### Problem
Could you repeat the material below with each "biggest" swapped for "largest" and everything else left as is?

### Exercise data
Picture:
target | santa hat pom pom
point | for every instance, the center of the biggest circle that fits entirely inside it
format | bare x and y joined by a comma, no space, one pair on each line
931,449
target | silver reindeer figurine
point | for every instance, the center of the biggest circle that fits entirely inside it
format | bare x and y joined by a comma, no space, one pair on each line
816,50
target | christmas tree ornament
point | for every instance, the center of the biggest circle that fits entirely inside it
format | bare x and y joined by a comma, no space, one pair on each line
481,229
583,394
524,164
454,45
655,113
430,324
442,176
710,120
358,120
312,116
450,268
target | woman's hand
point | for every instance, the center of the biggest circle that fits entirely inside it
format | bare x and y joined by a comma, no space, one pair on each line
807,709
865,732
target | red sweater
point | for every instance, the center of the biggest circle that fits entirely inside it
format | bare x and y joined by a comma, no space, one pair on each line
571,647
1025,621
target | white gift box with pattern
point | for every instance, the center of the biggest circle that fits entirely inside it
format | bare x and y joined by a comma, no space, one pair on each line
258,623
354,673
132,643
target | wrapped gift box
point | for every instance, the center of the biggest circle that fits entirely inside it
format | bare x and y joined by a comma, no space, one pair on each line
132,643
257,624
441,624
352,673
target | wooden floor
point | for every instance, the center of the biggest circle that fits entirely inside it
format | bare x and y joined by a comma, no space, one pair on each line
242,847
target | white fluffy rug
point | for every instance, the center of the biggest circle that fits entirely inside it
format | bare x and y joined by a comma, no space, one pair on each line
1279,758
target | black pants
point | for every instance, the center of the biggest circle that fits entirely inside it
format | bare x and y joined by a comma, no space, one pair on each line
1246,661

### Written response
Picture:
target | santa hat pom pom
point | for every instance, the center of the largest circle that fits entirely inside it
format | bare x and y joined by a comma, no space, one pair on each line
931,449
target | silver reindeer figurine
point | for every instance, the center of the largest circle that fits entirely inside it
format | bare x and y joined by a comma, no space, one pair on each line
816,50
target | christmas tree ornament
point | for every instance, the center of the largest circle that fits entirely inside it
format | bare x and y joined by a comma, no space, one pair on each line
481,229
583,394
524,164
454,45
655,113
430,324
442,176
710,120
358,120
312,116
450,268
target | woman's hand
point | for every instance, the center of the largest circle that fits entirely inside it
format | bare x and y joined by a comma, no space, one pair on each line
807,709
865,732
target | red sweater
point | for every instance, the center of the largest circle that fits entirely inside it
format | bare x and y joined by a comma, no space, one pair on each line
571,647
1025,621
target | white gift box with pattern
point | for every instance, the center of the largest circle that fits entirely inside it
format | bare x and y joined by a comma, no space, one pair on each line
258,623
354,673
132,643
target | wrapped gift box
point | for every instance, the center of the largest circle that fits entirely inside it
format | bare x and y joined by a comma, no space, one pair on each line
132,643
257,624
441,624
352,673
target | wooden floor
point | for every instance, the center of the largest circle that fits entirely inside it
format | bare x and y joined by a comma, no space, one pair on each line
242,847
target | white fluffy rug
point | for every instance, the center of the largest circle that fits entirely inside it
format | bare x and y joined by a comma, no space, one pair on each line
1279,758
target | black pants
point | for every instance, the center of the largest circle that fits entirely inside it
format | bare x and y joined by a comma, no space, one pair on each line
1246,661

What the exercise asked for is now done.